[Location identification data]
Start

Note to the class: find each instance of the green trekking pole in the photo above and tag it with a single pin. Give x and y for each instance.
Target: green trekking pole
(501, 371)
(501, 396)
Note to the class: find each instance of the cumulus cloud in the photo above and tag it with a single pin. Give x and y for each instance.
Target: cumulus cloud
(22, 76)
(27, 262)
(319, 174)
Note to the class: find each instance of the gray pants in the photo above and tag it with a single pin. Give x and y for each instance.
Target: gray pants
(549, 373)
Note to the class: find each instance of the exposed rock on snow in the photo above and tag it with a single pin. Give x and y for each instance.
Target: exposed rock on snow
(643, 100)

End
Start

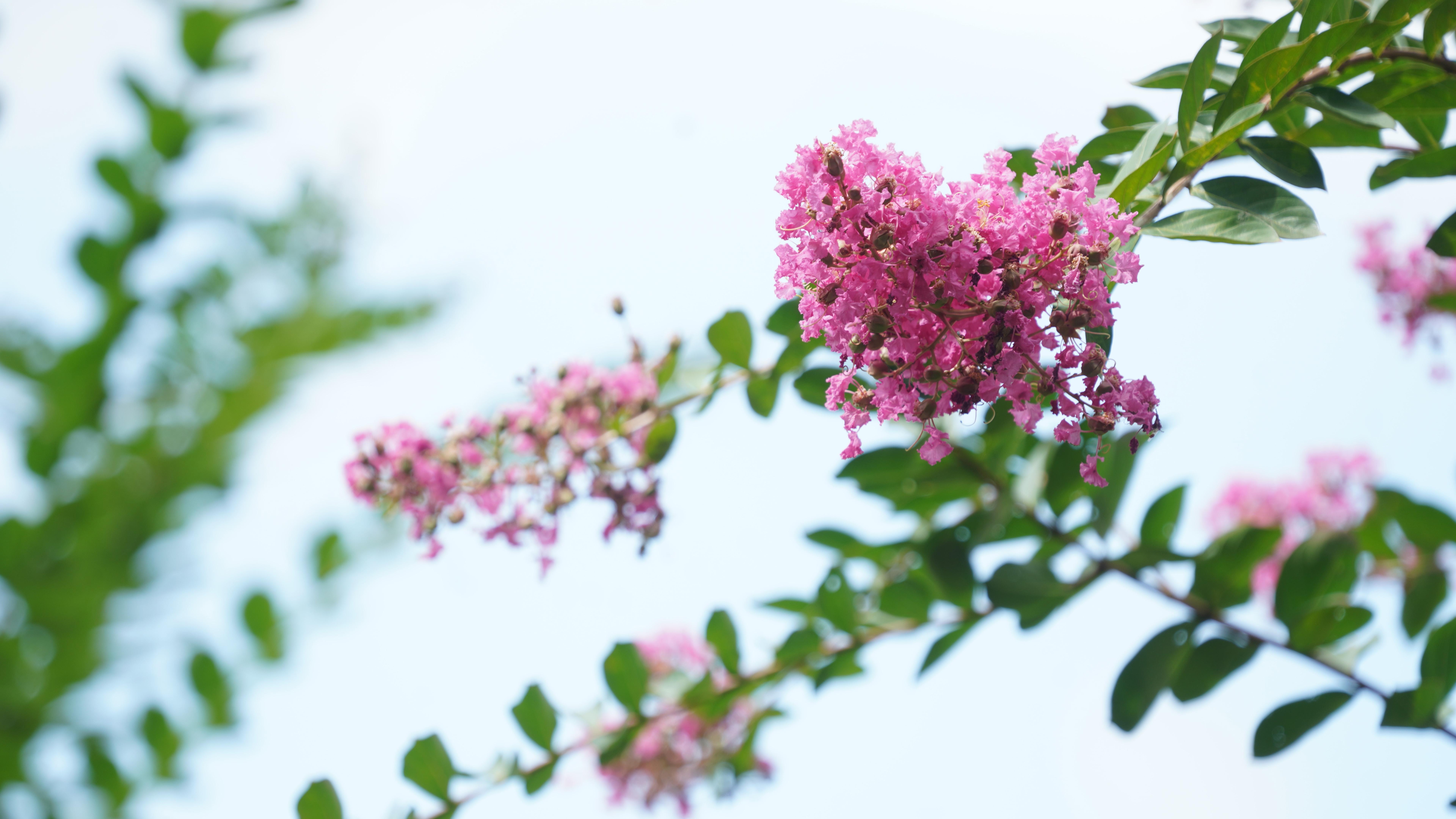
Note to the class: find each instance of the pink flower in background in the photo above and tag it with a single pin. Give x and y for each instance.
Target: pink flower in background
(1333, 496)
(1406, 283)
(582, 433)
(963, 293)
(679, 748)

End

**SET TASK**. Pull out every line of the data that contains the word "cloud".

**EXERCISE RESULT**.
Note to the class: find each instance of the cumulus cloud in the photo above and tag it with a single pin. Give x and y for each instance.
Target: cumulus cloud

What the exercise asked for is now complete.